What this exercise asks
**1.** Answer these questions from the passage on Puritans and Pharisees:
(a) Which two literary characters does it cite as targets of the Puritan caricature?
(b) What does the Hebrew word behind "Pharisee" mean?
(c) Who does it say was probably the first Pharisee?
**2.** Can you repeat, word for word, the part of the passage on Puritans and Pharisees between "Both started as" and "embrace the caricature.", inclusive?

Passage given
■ ■ ■ ■ ■ ■ ■

For many years, one of the things I have most liked to do is stick up for Puritans. If there is ever a contest for “most misrepresented” groups within the history of Christendom, the Puritans will certainly be in the final four, and would probably win the championship. Caricatured as stuffy, priggish, censorious, prim, prudish and more, the Puritans have long been type-cast as the sour brethren. I have written a great deal on how wrong this stereotype is, particularly when we are considering the early Elizabethan Puritans. At the same time, the caricature was not manufactured out of whole cloth—from Shakespeare’s Malvolio to Hawthorne’s Rev. Dimmesdale, the caricature was aimed at something. What was that something?
Here is a tentative suggestion for those who are willing to work with me for a bit. There are many parallels between the Puritans and the Pharisees, even down to what their names meant. The Puritans wanted to purify the Church of England of its remaining popish tendencies. The word Pharisee comes from the Hebrew word that means to “set apart” or to “separate.” Even to this day, strict evangelical churches teach and insist on a “separated life.” The names of both groups therefore indicated their deep desire for holiness.
Both started as reform movements that were desperately needed in their time. The first Pharisee was probably Ezra, and, if so, this means that they had a long and honored history before they got themselves all tangled up in their scruples. The Puritans were the same—at the beginning, their work was liberating, a breath of fresh air. But after a century or so, something bad began to happen. That “bad” development was seized on by the Puritan’s enemies to provide material to taunt them with, along with over-emphasizing those traits, and those same traits were seized by certain members within the Puritan party who decided for various reasons to embrace the caricature.

■ ■ ■ ■ ■ ■ ■

Listed records
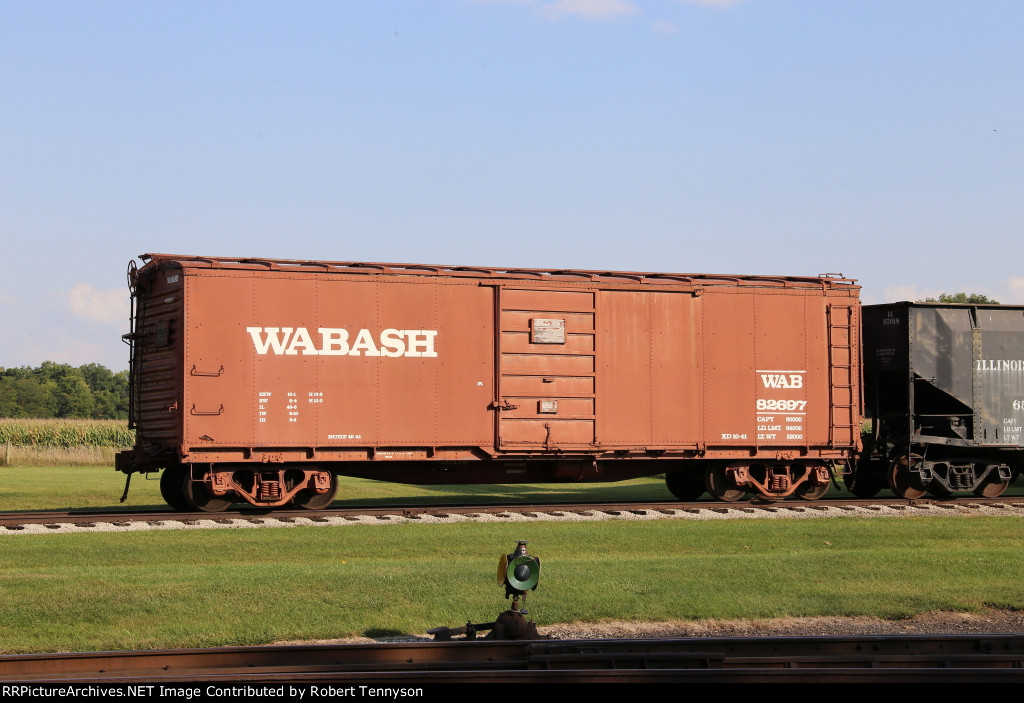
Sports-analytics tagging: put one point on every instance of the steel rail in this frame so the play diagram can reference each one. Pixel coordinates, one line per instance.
(90, 518)
(911, 658)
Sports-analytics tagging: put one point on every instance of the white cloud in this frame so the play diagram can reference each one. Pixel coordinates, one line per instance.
(666, 29)
(1016, 288)
(107, 306)
(589, 9)
(713, 3)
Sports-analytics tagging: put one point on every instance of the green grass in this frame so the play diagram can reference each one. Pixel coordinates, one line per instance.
(249, 586)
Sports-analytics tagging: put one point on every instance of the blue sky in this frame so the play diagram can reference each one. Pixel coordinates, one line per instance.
(881, 139)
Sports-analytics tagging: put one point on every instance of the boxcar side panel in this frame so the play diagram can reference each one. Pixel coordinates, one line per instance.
(326, 361)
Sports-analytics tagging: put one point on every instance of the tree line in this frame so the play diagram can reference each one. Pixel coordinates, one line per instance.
(59, 390)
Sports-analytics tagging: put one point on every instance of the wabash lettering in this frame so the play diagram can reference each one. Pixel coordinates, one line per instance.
(782, 380)
(338, 342)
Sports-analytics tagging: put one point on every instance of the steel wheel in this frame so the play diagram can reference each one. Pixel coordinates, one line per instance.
(903, 482)
(811, 491)
(721, 486)
(199, 497)
(171, 488)
(312, 500)
(685, 484)
(938, 490)
(991, 487)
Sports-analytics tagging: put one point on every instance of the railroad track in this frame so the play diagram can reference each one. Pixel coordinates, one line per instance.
(892, 658)
(83, 520)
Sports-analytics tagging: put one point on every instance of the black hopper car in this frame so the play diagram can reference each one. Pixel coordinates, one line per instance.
(944, 391)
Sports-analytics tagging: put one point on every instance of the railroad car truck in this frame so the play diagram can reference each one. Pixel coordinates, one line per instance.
(944, 386)
(260, 381)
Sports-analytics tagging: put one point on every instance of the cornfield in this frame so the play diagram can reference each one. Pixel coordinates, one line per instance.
(66, 434)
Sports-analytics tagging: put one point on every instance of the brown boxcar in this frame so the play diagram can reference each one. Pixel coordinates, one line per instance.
(262, 380)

■ ■ ■ ■ ■ ■ ■

Worked solutions
**1.**
(a) Shakespeare's Malvolio and Hawthorne's Rev. Dimmesdale.
(b) To "set apart" or to "separate."
(c) Ezra.

**2.**
Both started as reform movements that were desperately needed in their time. The first Pharisee was probably Ezra, and, if so, this means that they had a long and honored history before they got themselves all tangled up in their scruples. The Puritans were the same—at the beginning, their work was liberating, a breath of fresh air. But after a century or so, something bad began to happen. That “bad” development was seized on by the Puritan’s enemies to provide material to taunt them with, along with over-emphasizing those traits, and those same traits were seized by certain members within the Puritan party who decided for various reasons to embrace the caricature.